_REQUIRED WORK_
Could you return each line of the items below that contains the word "flower"?

_RECORDS SHOWN_
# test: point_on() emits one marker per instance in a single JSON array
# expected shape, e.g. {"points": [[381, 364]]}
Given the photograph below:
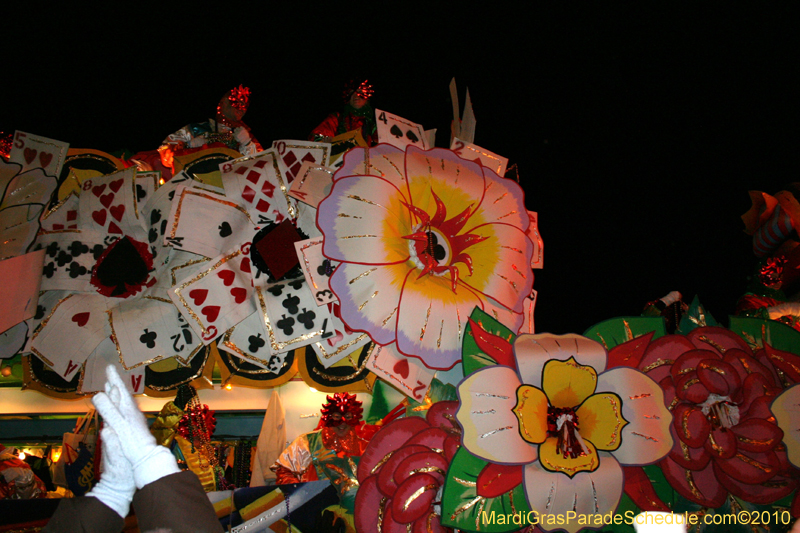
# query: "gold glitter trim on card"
{"points": [[202, 194]]}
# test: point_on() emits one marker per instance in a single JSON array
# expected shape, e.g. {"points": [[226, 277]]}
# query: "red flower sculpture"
{"points": [[727, 440], [402, 471]]}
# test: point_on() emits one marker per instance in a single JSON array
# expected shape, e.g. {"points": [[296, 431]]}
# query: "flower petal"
{"points": [[533, 351], [491, 430], [552, 458], [600, 420], [364, 221], [646, 438], [586, 493], [567, 383], [501, 264], [531, 410], [369, 296], [432, 319]]}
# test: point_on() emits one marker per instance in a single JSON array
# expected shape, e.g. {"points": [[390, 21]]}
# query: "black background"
{"points": [[637, 130]]}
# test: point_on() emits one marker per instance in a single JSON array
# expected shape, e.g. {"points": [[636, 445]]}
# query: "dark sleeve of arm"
{"points": [[84, 514], [176, 502]]}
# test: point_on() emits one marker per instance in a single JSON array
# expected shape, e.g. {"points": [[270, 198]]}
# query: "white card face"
{"points": [[219, 297], [407, 374], [317, 269], [35, 151], [205, 223], [19, 299], [537, 259], [94, 371], [71, 332], [293, 154], [472, 152], [148, 330], [338, 341], [312, 184], [69, 258], [258, 183], [106, 205], [528, 307], [291, 316], [248, 340], [400, 132], [63, 215]]}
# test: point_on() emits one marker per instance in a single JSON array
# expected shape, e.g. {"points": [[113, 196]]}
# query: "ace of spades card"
{"points": [[219, 297], [291, 316], [35, 151], [400, 132], [407, 374], [74, 328], [312, 184], [258, 183], [149, 330], [94, 370], [106, 205], [205, 223], [317, 269], [293, 154]]}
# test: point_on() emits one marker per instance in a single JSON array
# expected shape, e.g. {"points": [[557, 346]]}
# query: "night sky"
{"points": [[637, 131]]}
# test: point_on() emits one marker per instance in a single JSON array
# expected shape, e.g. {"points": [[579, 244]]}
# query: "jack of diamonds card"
{"points": [[149, 330], [219, 297], [74, 328], [407, 374], [205, 223], [259, 182], [291, 316], [293, 154], [35, 151], [400, 132]]}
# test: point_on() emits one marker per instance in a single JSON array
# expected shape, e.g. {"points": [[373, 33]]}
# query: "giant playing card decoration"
{"points": [[423, 238]]}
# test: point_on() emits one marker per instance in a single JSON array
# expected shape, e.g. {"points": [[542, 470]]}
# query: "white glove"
{"points": [[242, 135], [150, 461], [116, 485]]}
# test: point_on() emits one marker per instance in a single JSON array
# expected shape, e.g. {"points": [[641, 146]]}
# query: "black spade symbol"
{"points": [[123, 265]]}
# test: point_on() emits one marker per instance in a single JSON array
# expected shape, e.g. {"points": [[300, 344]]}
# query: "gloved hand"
{"points": [[116, 485], [117, 407]]}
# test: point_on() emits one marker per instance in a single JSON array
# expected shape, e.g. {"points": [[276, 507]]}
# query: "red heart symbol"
{"points": [[401, 368], [226, 276], [117, 211], [248, 194], [106, 199], [211, 312], [99, 216], [239, 294], [198, 296], [81, 319]]}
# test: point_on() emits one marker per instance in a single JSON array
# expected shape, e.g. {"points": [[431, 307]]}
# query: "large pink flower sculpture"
{"points": [[571, 423], [719, 393], [423, 237]]}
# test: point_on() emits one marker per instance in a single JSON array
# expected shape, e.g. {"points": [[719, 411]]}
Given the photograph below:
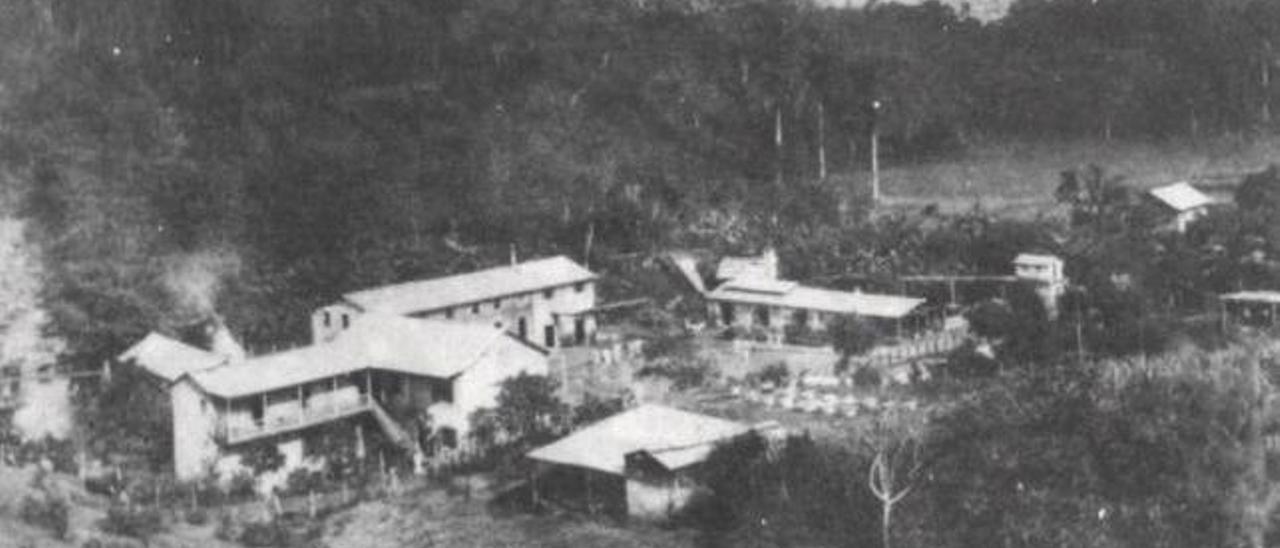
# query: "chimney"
{"points": [[223, 343], [769, 256]]}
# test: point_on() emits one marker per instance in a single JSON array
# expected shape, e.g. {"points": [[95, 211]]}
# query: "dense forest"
{"points": [[257, 158]]}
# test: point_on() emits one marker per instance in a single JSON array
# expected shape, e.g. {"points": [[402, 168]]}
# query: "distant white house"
{"points": [[643, 462], [443, 369], [547, 301], [1047, 273], [1183, 201]]}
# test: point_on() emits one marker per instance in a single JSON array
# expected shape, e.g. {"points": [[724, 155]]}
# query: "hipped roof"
{"points": [[423, 296], [169, 359], [675, 438], [394, 343], [794, 296]]}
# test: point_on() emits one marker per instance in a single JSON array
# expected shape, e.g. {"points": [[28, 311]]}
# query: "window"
{"points": [[762, 315], [442, 391], [448, 438]]}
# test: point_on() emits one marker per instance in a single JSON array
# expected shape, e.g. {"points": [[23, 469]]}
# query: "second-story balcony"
{"points": [[291, 416]]}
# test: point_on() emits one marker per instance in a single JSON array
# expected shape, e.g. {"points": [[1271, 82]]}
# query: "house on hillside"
{"points": [[1182, 202], [438, 371], [548, 302], [643, 462], [762, 266], [773, 305], [1047, 275]]}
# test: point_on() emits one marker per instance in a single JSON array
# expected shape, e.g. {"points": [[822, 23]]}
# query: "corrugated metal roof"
{"points": [[1182, 196], [479, 286], [1034, 259], [396, 343], [1270, 297], [675, 438], [890, 306], [169, 359], [760, 286], [760, 268]]}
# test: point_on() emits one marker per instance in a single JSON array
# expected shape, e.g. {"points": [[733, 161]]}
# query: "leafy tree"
{"points": [[263, 457], [529, 407], [853, 336], [128, 416]]}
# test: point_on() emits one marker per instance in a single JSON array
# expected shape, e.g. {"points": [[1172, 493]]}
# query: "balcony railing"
{"points": [[284, 423]]}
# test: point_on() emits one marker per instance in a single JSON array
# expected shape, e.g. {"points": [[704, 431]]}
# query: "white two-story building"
{"points": [[548, 302], [379, 366]]}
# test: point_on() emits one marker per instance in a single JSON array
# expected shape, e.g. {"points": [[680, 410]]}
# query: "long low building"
{"points": [[773, 305]]}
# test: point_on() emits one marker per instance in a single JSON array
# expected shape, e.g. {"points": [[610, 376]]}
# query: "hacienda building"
{"points": [[439, 371]]}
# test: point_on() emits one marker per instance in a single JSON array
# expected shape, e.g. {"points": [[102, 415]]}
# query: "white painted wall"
{"points": [[478, 387], [193, 425]]}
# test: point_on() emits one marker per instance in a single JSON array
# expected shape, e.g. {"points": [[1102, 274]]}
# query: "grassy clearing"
{"points": [[1019, 177], [433, 517]]}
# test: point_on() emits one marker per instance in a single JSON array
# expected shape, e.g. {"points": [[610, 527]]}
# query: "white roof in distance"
{"points": [[890, 306], [423, 296], [1270, 297], [396, 343], [760, 286], [675, 438], [1034, 259], [169, 359], [1182, 196]]}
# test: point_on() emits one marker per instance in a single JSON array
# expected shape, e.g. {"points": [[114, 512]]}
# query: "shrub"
{"points": [[263, 534], [242, 485], [302, 480], [137, 523], [197, 516], [49, 514], [867, 377], [682, 374]]}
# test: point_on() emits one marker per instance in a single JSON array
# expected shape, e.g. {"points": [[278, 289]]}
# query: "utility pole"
{"points": [[876, 106]]}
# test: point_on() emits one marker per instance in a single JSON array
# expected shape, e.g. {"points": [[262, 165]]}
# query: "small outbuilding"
{"points": [[1183, 201], [643, 462]]}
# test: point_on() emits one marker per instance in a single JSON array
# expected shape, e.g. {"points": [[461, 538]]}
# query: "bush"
{"points": [[138, 523], [263, 534], [302, 480], [242, 485], [49, 514], [682, 374], [867, 377], [197, 516]]}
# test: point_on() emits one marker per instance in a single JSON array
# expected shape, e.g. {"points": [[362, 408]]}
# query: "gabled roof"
{"points": [[396, 343], [1269, 297], [760, 268], [169, 359], [890, 306], [1034, 259], [1180, 196], [423, 296], [675, 438]]}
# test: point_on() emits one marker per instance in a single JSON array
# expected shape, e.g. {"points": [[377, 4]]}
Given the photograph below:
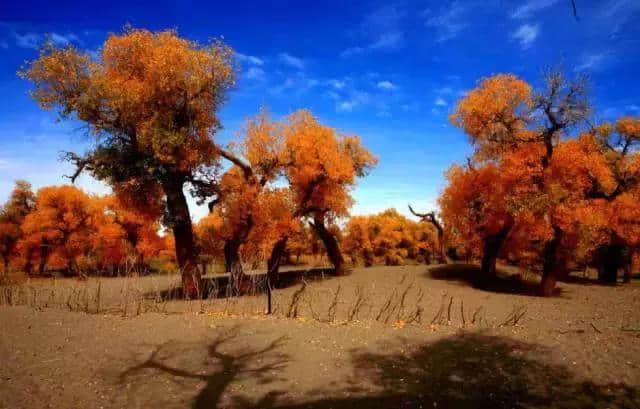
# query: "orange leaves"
{"points": [[629, 127], [494, 114], [321, 166], [388, 237], [71, 230], [157, 90]]}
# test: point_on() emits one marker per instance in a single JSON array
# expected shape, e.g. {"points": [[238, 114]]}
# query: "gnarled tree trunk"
{"points": [[233, 266], [273, 268], [611, 260], [273, 264], [490, 251], [553, 267], [183, 233], [330, 244]]}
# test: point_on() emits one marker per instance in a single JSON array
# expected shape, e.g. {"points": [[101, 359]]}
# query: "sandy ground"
{"points": [[406, 345]]}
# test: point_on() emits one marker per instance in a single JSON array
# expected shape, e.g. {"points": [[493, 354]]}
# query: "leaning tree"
{"points": [[150, 103]]}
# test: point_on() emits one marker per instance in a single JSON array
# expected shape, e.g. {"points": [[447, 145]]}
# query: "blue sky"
{"points": [[389, 72]]}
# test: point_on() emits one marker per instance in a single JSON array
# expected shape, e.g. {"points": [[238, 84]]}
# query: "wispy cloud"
{"points": [[616, 15], [28, 40], [386, 85], [354, 100], [298, 84], [444, 90], [34, 40], [440, 102], [382, 31], [591, 62], [526, 35], [449, 21], [337, 84], [255, 73], [250, 59], [291, 61], [529, 8]]}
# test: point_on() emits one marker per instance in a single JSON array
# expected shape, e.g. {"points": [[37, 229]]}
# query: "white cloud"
{"points": [[63, 40], [381, 30], [387, 85], [33, 40], [345, 106], [356, 99], [250, 59], [591, 62], [297, 83], [291, 61], [255, 73], [529, 8], [526, 35], [28, 40], [388, 41], [449, 22], [440, 102], [337, 84]]}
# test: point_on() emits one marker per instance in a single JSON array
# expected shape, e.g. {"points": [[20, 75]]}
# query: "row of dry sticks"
{"points": [[402, 305]]}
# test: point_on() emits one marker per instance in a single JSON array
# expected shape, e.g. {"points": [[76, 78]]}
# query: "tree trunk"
{"points": [[330, 244], [611, 260], [183, 233], [233, 266], [273, 268], [551, 266], [5, 258], [273, 264], [44, 255], [491, 250]]}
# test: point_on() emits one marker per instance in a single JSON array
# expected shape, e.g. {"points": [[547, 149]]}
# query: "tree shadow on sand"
{"points": [[469, 370], [503, 283], [219, 286], [229, 365]]}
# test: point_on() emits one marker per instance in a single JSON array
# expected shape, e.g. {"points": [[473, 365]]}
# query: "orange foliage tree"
{"points": [[21, 202], [321, 167], [61, 228], [150, 100], [388, 237], [515, 132]]}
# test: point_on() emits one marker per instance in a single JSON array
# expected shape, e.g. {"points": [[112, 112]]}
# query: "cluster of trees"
{"points": [[389, 238], [150, 102], [545, 188], [62, 228]]}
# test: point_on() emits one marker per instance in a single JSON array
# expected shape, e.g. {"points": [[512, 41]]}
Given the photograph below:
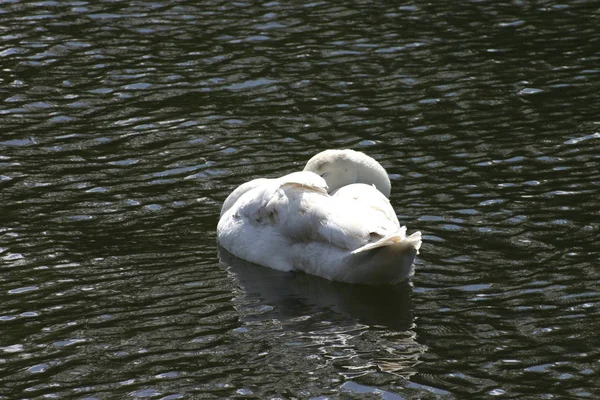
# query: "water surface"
{"points": [[124, 125]]}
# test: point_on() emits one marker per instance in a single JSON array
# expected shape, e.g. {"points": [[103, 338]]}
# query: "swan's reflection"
{"points": [[289, 293], [386, 344]]}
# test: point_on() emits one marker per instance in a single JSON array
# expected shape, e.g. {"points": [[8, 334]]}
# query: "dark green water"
{"points": [[125, 124]]}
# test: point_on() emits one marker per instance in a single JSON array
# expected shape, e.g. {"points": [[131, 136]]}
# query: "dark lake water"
{"points": [[125, 124]]}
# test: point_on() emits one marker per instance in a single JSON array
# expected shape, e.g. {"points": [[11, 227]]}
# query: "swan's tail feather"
{"points": [[397, 239]]}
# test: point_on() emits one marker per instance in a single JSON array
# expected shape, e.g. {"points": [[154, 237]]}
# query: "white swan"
{"points": [[331, 220]]}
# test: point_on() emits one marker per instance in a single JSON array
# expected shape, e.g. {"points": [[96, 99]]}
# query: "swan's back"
{"points": [[292, 223]]}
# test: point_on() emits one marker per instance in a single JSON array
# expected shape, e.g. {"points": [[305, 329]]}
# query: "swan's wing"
{"points": [[369, 196], [356, 216], [269, 202], [299, 209]]}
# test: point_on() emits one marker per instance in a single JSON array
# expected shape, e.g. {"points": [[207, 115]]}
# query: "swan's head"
{"points": [[344, 167]]}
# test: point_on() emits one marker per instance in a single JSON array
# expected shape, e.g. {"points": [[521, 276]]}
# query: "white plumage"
{"points": [[294, 223]]}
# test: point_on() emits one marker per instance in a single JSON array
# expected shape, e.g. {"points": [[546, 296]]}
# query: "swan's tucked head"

_RESULT OF THE TASK_
# query: "red flower sculpture"
# query: "flower petal"
# query: "large pink flower sculpture"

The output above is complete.